Stated task 1 |
In the black BBQ sauce thread, can you quote everything from "## smokeymose (Aug" down to "1MoreFord (Aug 21, 2021)"?
Stated task 2 |
In the black BBQ sauce thread, what did the original poster recently try in place of the cup of water?

Text to read |
# Black Dip...or Black BBQ sauce Tips



## ksmith9 (Aug 21, 2021)

Howdy yall,

for about the past 3 years I have been trying to recreate some of the bbq sauces I have had in the past that were incredible. I had 2 that I can't forget, one from a friend that I moved away from :(. And another from a place down in Oregon that is no longer around. What they both had in common were a more dark color. I got the book "Project Smoke", and used the basis of the Black Dip recipe in their and I have come to the understanding that the type of sauces I like are the black type. I think it's because I am not a big fan of overly ketchupy sauces or the Eastern Carolina vinegar style, So i have been doing a base of the following:
1 cup Tomato Sauce
1 cup Worchesterchire Sauce
1 cup of water

And than I add different fragrances like whole cloves, OP, GP, S&P, Soy Sauce, a little ACV, etc. I have found that I am on the right path but I figured I can't be the only one whose tastebuds gravitate towards these flavors. I figured I would reach out to you wonderful people and see if anyone has been making a black type sauce and what they may do different. Recently I tried replacing the cup of water with a cup of pineapple juice and that was really good, but I feel like I am missing an herb or something else. If anyone has a good black bbq sauce type recipe or suggestions please don't hesitate!


----------



## smokeymose (Aug 21, 2021)

Never heard of "Black" sauce or dip, but there are a lot of things I haven't heard of.
Interested...


----------



## 1MoreFord (Aug 21, 2021)

Search engines can be your friend.





__





						kentucky black bbq at DuckDuckGo
					

DuckDuckGo. Privacy, Simplified.




					duckduckgo.com


----------



## chef jimmyj (Aug 21, 2021)

Looks like all you missing is more Vinegar and a bit of Brown Sugar for balance. Several recipes add a bit of Nutmeg and/or Allspice instead of Clove. The rest of you add-ons are perfect. A search of West Kentucky Black Dip, resulted in several recipes...JJ


----------



## SmokinAl (Aug 22, 2021)

Interesting to know how this turns out, it sounds very interesting.
Al


----------

Collected material |
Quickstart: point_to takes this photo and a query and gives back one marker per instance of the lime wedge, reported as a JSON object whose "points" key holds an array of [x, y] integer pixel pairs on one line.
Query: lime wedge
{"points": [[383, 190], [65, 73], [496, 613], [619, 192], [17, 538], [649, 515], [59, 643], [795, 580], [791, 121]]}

Correct output 1 |
## smokeymose (Aug 21, 2021)

Never heard of "Black" sauce or dip, but there are a lot of things I haven't heard of.
Interested...


----------



## 1MoreFord (Aug 21, 2021)

Correct output 2 |
A cup of pineapple juice.